Partner Sylvie Gallage-Alwis and Associate Gaëtan de Robillard discuss the first court decision recognising the Covid-19 pandemic as a force majeure event, in the context of a debate between the key French electricity suppliers on the disputed Regulated Access to Historic Nuclear Electricity, in Legal Week.
Sylvie and Gaëtan’s article was published in Legal Week, 31 August 2020, and can be found here. A version of this article was published in Reuters, 9 September 2020.
It is in the context of a debate between the key French electricity suppliers on the disputed Regulated Access to Historic Nuclear Electricity (i.e. a scheme that entitles suppliers to purchase electricity from Electricité de France (“EDF”) at a regulated price, in volumes determined by the French energy regulator) that the first court decision recognising the Covid-19 pandemic as a force majeure event was rendered.
In substance, the dispute related to the implementation of the force majeure clause contained in the Framework Agreement concluded between Total Direct Energie (“TDE”) and EDF for the purpose of suspending their respective obligations under the said agreement as a result of a “significant decrease in consumption“.
The order of the Paris Commercial Court and the decision of the Paris Court of Appeal provide an interesting example of the recognition of Covid-19 as a case of force majeure. They illustrate the attention that the courts give to the wording of contractual force majeure clauses.

==*==

→ TASK STATEMENT: In the Covid-19 force majeure article, begin at the words "The order of" and stop after "force majeure clauses.". Write that passage out again, replacing "interesting" with "instructive".

==*==

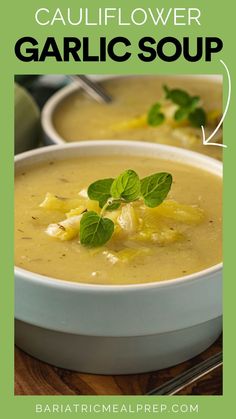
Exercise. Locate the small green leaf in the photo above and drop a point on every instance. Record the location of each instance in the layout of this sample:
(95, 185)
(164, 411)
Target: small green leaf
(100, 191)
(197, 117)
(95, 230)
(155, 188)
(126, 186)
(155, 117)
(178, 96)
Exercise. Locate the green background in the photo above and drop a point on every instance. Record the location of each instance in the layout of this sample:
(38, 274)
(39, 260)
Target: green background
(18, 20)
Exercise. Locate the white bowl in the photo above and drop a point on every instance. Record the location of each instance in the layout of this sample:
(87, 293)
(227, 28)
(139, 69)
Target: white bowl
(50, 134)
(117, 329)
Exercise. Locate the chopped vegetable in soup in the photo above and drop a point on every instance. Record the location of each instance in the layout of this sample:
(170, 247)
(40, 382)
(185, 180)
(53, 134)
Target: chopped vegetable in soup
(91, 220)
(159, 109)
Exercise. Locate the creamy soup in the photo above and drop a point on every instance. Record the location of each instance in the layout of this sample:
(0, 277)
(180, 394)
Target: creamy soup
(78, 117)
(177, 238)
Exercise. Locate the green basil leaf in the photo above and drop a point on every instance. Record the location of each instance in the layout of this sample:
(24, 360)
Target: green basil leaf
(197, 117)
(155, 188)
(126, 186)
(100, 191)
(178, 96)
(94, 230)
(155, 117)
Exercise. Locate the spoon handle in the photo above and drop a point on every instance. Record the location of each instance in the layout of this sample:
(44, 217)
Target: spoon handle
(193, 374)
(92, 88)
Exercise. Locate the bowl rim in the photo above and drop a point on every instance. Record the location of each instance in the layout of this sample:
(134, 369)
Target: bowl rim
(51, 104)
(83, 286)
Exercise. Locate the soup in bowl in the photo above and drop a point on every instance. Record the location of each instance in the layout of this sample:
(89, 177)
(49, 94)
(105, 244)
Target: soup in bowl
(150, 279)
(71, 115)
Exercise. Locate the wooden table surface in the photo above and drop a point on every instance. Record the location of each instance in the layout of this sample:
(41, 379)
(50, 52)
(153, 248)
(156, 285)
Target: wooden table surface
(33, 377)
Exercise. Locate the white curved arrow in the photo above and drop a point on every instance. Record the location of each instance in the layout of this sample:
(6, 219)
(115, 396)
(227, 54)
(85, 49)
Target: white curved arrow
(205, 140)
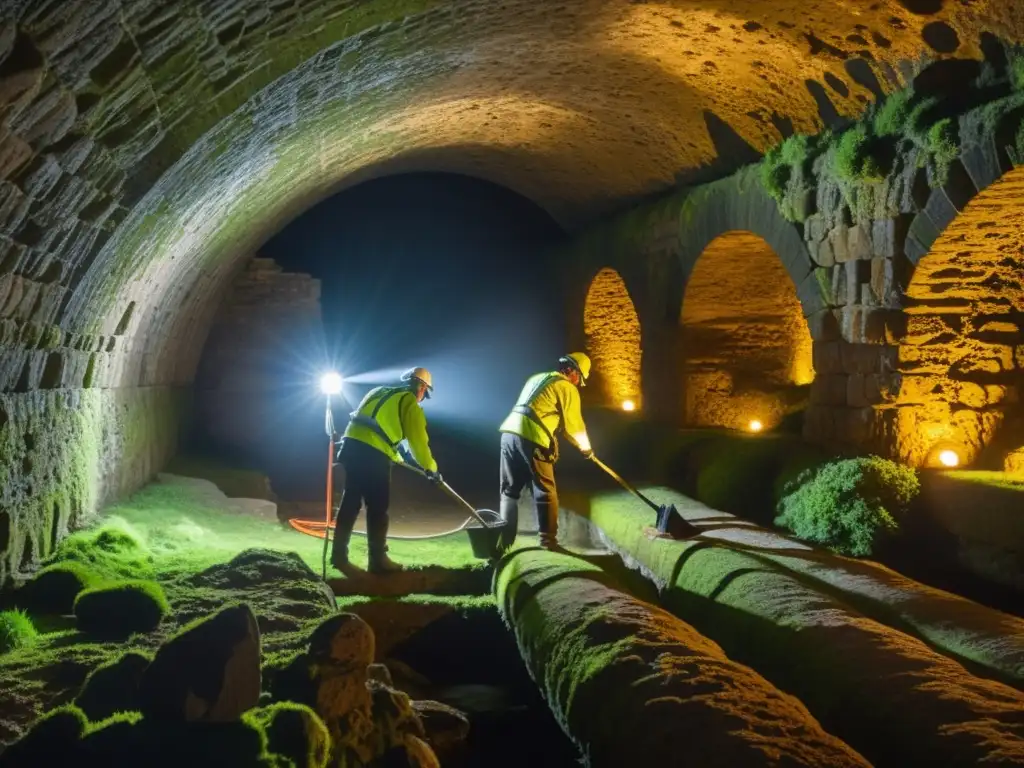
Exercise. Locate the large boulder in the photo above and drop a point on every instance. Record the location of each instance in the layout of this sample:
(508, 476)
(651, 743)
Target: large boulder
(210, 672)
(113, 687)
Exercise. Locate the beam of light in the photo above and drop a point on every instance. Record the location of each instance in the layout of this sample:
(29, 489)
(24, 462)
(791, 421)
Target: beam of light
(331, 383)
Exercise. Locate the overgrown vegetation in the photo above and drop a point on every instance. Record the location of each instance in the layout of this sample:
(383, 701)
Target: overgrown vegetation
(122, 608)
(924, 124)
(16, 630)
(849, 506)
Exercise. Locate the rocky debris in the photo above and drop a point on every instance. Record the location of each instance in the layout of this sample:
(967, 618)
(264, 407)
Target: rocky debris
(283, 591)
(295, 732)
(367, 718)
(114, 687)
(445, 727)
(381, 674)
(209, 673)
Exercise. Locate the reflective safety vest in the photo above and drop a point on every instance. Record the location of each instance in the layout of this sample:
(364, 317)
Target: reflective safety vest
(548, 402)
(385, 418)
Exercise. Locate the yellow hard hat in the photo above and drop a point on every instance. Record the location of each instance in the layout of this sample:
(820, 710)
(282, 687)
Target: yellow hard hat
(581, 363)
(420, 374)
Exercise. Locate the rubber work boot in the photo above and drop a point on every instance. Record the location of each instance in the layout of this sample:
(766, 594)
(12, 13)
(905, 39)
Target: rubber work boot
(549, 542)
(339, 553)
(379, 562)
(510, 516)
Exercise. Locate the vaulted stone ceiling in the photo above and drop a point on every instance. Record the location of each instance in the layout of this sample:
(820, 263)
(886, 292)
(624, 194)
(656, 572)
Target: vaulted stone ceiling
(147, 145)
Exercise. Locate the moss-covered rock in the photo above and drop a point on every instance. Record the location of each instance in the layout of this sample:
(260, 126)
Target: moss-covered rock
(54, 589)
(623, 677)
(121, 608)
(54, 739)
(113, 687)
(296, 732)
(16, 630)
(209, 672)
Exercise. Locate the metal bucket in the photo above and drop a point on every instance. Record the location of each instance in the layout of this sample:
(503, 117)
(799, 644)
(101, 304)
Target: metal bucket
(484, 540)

==*==

→ EXERCISE RESULT:
The order of the Paris Commercial Court and the decision of the Paris Court of Appeal provide an instructive example of the recognition of Covid-19 as a case of force majeure. They illustrate the attention that the courts give to the wording of contractual force majeure clauses.